» Problem to solve
Filter the data for lines with the word "below" and copy those lines.

======== Provided entries ========

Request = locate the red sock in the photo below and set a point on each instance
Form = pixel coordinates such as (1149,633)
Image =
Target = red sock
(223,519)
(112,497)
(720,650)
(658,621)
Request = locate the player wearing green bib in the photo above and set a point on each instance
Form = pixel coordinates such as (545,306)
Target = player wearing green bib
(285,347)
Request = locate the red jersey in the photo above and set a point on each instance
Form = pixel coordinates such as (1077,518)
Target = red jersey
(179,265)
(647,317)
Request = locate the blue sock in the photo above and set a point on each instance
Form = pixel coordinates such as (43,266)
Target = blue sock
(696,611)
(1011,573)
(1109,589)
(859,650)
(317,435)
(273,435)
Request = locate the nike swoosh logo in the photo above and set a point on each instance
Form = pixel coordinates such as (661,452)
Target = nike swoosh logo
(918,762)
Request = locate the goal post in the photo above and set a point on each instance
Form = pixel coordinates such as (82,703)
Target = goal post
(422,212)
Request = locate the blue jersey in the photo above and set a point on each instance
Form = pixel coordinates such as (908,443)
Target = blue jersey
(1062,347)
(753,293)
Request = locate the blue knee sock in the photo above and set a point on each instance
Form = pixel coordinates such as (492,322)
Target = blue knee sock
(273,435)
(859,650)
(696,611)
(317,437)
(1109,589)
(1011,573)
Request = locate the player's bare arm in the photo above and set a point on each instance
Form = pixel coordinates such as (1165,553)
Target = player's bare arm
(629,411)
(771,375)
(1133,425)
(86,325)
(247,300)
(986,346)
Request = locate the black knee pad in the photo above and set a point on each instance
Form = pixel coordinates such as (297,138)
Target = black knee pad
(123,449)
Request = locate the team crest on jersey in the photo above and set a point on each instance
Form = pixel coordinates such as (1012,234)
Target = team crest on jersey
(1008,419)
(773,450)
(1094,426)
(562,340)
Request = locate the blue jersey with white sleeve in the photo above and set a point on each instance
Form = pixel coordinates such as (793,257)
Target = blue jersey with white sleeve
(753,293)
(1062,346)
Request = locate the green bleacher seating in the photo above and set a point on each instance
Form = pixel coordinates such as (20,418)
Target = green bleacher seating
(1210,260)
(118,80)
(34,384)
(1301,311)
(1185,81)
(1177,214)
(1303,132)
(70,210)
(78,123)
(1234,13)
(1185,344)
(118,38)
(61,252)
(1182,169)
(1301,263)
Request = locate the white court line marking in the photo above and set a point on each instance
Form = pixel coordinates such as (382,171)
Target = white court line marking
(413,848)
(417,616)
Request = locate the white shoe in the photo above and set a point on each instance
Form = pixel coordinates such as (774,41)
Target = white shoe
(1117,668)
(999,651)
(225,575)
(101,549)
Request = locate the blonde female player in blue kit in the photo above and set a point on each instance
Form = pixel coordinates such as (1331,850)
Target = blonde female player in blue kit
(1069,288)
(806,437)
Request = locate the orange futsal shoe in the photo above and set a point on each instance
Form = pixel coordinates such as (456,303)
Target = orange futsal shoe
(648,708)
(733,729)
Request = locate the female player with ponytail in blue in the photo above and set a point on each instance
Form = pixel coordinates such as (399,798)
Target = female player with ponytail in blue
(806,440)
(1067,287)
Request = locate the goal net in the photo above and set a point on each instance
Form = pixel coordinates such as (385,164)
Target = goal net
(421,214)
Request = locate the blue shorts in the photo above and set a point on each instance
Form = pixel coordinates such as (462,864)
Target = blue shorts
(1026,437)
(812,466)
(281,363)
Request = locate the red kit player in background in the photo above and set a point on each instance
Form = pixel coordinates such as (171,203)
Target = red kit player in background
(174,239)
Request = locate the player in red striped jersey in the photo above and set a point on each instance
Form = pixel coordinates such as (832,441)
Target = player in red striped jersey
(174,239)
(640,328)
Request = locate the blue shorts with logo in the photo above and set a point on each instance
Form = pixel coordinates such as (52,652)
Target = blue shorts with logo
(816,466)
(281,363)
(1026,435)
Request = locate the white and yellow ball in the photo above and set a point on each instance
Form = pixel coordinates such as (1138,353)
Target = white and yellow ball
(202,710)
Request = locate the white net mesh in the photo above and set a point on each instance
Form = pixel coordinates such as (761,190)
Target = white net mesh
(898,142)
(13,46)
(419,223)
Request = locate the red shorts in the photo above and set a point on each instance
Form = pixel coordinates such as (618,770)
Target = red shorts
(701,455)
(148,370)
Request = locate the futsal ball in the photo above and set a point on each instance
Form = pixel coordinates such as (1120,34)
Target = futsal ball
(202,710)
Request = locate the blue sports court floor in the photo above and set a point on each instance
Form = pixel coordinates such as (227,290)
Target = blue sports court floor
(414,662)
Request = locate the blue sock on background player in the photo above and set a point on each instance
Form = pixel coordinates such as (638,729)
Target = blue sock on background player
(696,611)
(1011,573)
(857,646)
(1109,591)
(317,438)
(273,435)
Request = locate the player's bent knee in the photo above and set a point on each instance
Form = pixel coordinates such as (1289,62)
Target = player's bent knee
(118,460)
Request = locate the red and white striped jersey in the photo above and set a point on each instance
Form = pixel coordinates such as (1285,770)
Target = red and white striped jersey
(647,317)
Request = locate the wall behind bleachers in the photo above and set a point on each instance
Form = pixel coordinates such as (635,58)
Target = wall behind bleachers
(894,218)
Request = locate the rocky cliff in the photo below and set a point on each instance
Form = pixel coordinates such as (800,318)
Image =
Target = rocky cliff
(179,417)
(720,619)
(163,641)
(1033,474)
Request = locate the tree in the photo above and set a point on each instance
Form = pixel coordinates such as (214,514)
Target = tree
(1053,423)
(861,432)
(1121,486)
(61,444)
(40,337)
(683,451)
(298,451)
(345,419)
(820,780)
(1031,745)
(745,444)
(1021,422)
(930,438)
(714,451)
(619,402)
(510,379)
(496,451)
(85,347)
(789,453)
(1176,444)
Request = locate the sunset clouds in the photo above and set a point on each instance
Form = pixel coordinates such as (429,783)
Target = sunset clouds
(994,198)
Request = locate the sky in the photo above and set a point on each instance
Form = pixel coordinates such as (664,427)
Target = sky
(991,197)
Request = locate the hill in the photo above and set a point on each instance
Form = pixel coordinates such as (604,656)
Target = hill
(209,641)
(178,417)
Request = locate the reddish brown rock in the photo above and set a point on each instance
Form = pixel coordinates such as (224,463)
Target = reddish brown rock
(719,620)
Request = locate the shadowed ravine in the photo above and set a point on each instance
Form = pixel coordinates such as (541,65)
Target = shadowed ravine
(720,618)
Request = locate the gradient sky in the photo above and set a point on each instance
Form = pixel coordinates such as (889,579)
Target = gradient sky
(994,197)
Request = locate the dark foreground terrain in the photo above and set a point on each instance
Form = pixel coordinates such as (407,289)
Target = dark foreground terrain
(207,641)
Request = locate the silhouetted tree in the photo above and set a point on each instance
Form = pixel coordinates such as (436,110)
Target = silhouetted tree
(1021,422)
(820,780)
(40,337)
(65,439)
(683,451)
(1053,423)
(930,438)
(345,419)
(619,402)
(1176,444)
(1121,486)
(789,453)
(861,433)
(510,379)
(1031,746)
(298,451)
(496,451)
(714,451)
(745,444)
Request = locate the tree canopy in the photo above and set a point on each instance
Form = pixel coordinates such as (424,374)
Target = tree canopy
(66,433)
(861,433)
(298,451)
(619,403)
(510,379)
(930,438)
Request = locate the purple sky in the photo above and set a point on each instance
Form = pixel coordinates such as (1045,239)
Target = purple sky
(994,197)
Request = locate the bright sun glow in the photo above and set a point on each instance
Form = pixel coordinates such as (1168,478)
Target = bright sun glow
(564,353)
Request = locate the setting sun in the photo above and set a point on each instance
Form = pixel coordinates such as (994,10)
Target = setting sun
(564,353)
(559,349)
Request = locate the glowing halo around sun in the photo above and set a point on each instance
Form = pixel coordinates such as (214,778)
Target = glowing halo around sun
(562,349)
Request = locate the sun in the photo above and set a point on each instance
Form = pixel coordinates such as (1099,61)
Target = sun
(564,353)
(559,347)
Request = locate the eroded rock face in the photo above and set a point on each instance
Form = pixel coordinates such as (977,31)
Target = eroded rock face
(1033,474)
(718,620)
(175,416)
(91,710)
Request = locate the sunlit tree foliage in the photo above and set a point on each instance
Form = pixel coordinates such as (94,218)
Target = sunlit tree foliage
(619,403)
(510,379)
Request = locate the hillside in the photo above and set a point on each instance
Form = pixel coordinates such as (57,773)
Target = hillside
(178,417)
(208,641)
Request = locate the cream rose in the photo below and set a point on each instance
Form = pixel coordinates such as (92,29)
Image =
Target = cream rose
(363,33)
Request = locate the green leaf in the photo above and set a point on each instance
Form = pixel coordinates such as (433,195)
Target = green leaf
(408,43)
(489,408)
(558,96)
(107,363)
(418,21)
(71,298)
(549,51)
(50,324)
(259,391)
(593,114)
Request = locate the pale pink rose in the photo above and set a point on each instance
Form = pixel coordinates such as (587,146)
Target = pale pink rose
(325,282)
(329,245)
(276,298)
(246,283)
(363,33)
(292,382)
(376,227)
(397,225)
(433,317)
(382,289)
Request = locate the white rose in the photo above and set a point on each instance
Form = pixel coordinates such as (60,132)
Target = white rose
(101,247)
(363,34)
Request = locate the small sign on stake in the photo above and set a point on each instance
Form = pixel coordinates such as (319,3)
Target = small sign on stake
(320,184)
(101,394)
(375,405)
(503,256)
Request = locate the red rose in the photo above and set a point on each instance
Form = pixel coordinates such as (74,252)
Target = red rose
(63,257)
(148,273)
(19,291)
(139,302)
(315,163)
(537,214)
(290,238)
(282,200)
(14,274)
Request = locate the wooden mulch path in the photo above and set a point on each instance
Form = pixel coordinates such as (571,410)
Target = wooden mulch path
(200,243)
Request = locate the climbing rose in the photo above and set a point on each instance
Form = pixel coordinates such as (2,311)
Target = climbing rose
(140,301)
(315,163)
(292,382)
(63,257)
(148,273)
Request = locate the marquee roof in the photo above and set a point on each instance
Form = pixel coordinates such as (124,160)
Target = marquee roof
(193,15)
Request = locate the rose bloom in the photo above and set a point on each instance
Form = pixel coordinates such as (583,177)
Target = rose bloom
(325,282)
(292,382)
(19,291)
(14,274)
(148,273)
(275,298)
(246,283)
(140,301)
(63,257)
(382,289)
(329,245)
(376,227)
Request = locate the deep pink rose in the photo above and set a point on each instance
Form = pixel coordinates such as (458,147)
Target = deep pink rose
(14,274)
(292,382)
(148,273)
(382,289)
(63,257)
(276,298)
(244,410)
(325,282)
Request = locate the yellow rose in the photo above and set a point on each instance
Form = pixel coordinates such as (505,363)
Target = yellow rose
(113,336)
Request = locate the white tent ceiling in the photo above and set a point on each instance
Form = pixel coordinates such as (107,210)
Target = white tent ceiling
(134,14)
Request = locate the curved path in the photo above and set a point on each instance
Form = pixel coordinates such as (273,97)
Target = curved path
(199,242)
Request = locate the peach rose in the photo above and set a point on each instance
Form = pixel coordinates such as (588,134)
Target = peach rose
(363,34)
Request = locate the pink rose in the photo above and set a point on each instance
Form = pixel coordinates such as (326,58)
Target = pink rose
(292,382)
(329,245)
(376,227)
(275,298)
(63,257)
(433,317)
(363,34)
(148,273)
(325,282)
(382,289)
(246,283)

========

» Response area
Request = locate the red sock in the photo below and set a point on each instance
Request = locate the rocky cliff in the photo below and set a point on each instance
Request = locate the cream rose in the photo below and set a point on each instance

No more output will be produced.